▸ **ПОКАЗАННЫЙ ТЕКСТ**
"Яков Петрович Полонский. Стихотворения " - читать интересную книгу автора

Уже под конец жизни, объясняя в письме к Чехову, почему он печатался
"в разных "Иллюстрациях", Полонский пишет: "Наши большие литературные
органы любят, чтобы мы, писатели, сами просили их принять нас под свое
покровительство - и тогда только благоволят к нам, когда считают "ас
своими, а я всю свою жизнь был ничей, для того, чтобы принадлежать всем,
кому я понадоблюсь, а не кому-нибудь".
В критике по традиции еще порой говорят о социальной неполноценности,
ущербности Полонского. И собственные его признания в "лавировании" как
будто служат тому подтверждением. Между тем позиция Полонского,
оказавшегося "между лагерями", говорит лишь О своеобразии его облика и
органичности его пути: резко разошлись пути "гражданской" и "чистой"
поэзии, что было для Полонского вовсе неприемлемым. Его знаменитая
"Узница", скажем, которая обычно трактуется как "отражение политического
либерализма", - просто живая и непосредственная боль за "молодость в душной
тюрьме", продиктованная тем же чувством "участия", или "причастности",
которым проникнута вся его поэзия:

Что мне она! - не жена, не любовница,
И не родная мне дочь!

▸ **ВЫБОРКА ДАННЫХ**
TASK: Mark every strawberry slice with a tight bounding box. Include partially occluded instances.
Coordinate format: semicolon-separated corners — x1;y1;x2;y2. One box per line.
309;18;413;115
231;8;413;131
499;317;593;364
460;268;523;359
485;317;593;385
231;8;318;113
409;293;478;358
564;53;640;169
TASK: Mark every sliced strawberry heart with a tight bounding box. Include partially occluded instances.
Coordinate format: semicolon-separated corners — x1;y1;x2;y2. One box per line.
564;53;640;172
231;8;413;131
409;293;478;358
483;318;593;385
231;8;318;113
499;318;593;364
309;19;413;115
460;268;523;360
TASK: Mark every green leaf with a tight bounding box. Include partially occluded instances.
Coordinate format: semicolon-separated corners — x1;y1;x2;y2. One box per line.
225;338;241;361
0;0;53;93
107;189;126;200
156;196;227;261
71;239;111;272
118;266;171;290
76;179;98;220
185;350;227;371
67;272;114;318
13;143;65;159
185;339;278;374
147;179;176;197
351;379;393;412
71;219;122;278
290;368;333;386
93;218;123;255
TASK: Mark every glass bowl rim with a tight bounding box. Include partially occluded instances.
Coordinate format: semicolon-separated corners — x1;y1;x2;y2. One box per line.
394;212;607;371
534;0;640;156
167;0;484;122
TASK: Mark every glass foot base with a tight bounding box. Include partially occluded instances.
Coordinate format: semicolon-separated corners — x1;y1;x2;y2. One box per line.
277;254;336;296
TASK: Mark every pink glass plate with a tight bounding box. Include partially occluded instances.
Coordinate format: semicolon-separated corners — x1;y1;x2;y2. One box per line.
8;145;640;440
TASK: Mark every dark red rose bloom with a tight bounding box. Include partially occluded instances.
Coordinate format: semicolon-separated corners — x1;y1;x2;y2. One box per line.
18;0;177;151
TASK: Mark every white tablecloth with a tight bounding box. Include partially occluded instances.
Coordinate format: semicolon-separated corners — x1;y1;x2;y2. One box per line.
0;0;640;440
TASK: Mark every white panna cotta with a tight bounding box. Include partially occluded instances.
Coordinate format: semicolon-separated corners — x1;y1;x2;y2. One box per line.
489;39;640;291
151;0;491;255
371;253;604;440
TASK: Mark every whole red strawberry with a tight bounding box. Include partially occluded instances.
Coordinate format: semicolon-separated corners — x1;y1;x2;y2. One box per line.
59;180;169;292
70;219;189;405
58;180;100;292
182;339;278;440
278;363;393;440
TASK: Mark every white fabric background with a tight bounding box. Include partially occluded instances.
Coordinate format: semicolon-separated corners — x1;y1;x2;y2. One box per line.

▸ **УСЛОВИЕ ЗАДАЧИ A**
Согласуются ли с текстом о Полонском утверждения (i) Полонский объяснял в письме к Чехову, почему печатался в разных «Иллюстрациях»; (ii) автор текста считает «Узницу» отражением политического либерализма; (iii) Полонский утверждал, что всю жизнь принадлежал одному литературному органу? На каждое ответьте «да» или «нет» и дословно приведите решающие слова текста.
▸ **УСЛОВИЕ ЗАДАЧИ B**
Воспроизведите без изменений отрывок текста о Полонском, который открывается словами «В критике по» и завершается словами «родная мне дочь!».

▸ **ПОЛНОЕ РЕШЕНИЕ A**
(i) Да: «объясняя в письме к Чехову, почему он печатался».
(ii) Нет: «просто живая и непосредственная боль за "молодость в душной тюрьме"».
(iii) Нет: «я всю свою жизнь был ничей».

▸ **ПОЛНОЕ РЕШЕНИЕ B**
В критике по традиции еще порой говорят о социальной неполноценности,
ущербности Полонского. И собственные его признания в "лавировании" как
будто служат тому подтверждением. Между тем позиция Полонского,
оказавшегося "между лагерями", говорит лишь О своеобразии его облика и
органичности его пути: резко разошлись пути "гражданской" и "чистой"
поэзии, что было для Полонского вовсе неприемлемым. Его знаменитая
"Узница", скажем, которая обычно трактуется как "отражение политического
либерализма", - просто живая и непосредственная боль за "молодость в душной
тюрьме", продиктованная тем же чувством "участия", или "причастности",
которым проникнута вся его поэзия:

Что мне она! - не жена, не любовница,
И не родная мне дочь!